## SELECTED PASSAGE
++++++

SCMP August 29, 2006


The evidence continues to fall, thick and fast, of blurred lines between the government and private sector - which are totally inappropriate for a modern, educated, prosperous society.


The Hong Kong Jockey Club is setting up a branch in Beijing to attract new members. Bully for them. However, one has to wonder where the money is coming from: this organisation was given a betting monopoly by the government, but it is run as a private club by a tiny, self-selecting group.

It has club houses and other, splendid, fixed assets for the non-racing enjoyment of its members - which are valued on its books, under "members' services", at a mere HK$284 million.


I am all in favour of horse racing, whether as a sport for lovers of horses or a device for lovers of gambling. But the millions who use the monopoly gambling facilities in effect subsidise leisure facilities for a club which has only about 20,000 active members.


Enabling football betting is certainly a service to the public. But the fact that it was given to the Jockey Club, further extending its monopoly, raises many questions about propriety - given that its stewards and voting members make up just 1 per cent of the total.

Let us hear no more nonsense about how much good the Jockey Club does via the charities it supports. The whole system reeks of the worst aspects of colonial paternalism in which do-gooding is closely linked to elite clubbery and social climbing, and payments are made on the basis of opaque judgments by people who select themselves.

In 2004-2005, almost 40 per cent of the club's HK$1 billion donations went to a scheme called Positive Adolescent Training through Holistic Social Programmes - whatever that means - to be administered by the government bureaucracy.

Despite a monopoly that nets it some HK$2.5 billion after betting duty and tax, there is only modest accountability for its overall spending - and particularly for the charitable donations, which vary drastically from year to year.

Let us put an end to these antiquated, centralised charity systems (including the Community Chest) - and encourage everyone from tycoon Li Ka-shing to the average householder to contribute personally to the charities of their choice.

You can be sure they won't be funding government bureaucrats. Hong Kong lacks the sort of sports facilities that are the norm in far less prosperous places. Corpulent representatives of sport and culture press for giant, "world-class" stadiums - and doubtless big public-works contracts for builders - while local sports such as football languish partly for want of local facilities.

++++++

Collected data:
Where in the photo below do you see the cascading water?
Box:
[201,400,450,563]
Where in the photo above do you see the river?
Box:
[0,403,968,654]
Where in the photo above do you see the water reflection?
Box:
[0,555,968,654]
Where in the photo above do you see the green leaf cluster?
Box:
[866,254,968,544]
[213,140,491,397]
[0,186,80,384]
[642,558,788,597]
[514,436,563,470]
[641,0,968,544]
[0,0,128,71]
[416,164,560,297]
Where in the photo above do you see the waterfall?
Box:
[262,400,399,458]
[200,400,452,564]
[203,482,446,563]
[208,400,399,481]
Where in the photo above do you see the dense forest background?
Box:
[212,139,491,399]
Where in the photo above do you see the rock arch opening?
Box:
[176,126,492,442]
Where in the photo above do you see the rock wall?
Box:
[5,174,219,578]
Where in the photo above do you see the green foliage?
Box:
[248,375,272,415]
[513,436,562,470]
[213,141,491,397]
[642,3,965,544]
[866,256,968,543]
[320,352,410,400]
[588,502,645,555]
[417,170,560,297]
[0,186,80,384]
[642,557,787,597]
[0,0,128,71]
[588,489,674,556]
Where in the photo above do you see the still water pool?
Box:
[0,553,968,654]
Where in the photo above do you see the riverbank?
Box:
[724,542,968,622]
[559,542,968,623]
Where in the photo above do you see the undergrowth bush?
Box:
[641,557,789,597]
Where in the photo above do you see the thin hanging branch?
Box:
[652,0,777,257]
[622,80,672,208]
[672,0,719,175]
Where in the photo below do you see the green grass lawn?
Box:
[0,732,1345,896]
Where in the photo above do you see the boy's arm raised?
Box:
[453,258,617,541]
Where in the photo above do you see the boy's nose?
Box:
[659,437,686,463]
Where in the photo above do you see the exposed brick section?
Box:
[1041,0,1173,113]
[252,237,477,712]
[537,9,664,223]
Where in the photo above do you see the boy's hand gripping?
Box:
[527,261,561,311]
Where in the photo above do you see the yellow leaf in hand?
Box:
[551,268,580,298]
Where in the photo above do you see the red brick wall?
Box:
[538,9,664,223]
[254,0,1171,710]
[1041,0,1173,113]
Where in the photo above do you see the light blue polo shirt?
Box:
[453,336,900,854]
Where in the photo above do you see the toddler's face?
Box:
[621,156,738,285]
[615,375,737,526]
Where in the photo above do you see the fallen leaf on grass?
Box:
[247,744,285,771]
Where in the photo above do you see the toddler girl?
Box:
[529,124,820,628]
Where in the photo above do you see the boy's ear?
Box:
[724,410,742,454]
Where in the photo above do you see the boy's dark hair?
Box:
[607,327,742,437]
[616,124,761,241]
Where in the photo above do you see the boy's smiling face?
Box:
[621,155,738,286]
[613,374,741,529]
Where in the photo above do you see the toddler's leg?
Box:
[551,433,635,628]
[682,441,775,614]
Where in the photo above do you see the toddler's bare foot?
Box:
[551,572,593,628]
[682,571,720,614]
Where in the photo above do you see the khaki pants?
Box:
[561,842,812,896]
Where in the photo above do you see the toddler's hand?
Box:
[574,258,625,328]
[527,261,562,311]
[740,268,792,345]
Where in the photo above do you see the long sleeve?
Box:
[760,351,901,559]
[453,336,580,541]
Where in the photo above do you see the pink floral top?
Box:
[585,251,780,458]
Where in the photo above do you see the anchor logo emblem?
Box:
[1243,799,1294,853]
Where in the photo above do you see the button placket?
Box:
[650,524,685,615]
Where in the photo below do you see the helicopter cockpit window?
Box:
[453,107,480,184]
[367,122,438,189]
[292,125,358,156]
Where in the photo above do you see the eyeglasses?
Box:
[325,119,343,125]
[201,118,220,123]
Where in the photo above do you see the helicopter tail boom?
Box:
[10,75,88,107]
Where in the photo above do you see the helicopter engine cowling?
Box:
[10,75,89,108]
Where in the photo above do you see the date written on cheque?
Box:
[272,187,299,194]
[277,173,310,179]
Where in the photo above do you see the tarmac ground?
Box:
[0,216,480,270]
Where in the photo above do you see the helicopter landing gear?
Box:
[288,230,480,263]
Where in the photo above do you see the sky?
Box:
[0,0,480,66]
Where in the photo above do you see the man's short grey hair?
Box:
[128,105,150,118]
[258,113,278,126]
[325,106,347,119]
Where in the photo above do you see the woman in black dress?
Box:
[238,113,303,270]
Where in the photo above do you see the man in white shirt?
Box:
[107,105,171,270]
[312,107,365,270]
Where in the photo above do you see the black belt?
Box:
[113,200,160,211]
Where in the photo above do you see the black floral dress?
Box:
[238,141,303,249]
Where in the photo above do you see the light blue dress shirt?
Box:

++++++

## TASKS AND EXERCISES
A) Quote the Jockey Club column, starting at "In 2004-2005, almost" and ending at "of their choice.".
B) According to the Jockey Club column, roughly how many active members does the club have?
Rely solely on the column about the Hong Kong Jockey Club for your answers.

## RESPONSES PER TASK
A)
In 2004-2005, almost 40 per cent of the club's HK$1 billion donations went to a scheme called Positive Adolescent Training through Holistic Social Programmes - whatever that means - to be administered by the government bureaucracy.

Despite a monopoly that nets it some HK$2.5 billion after betting duty and tax, there is only modest accountability for its overall spending - and particularly for the charitable donations, which vary drastically from year to year.

Let us put an end to these antiquated, centralised charity systems (including the Community Chest) - and encourage everyone from tycoon Li Ka-shing to the average householder to contribute personally to the charities of their choice.

B) About 20,000.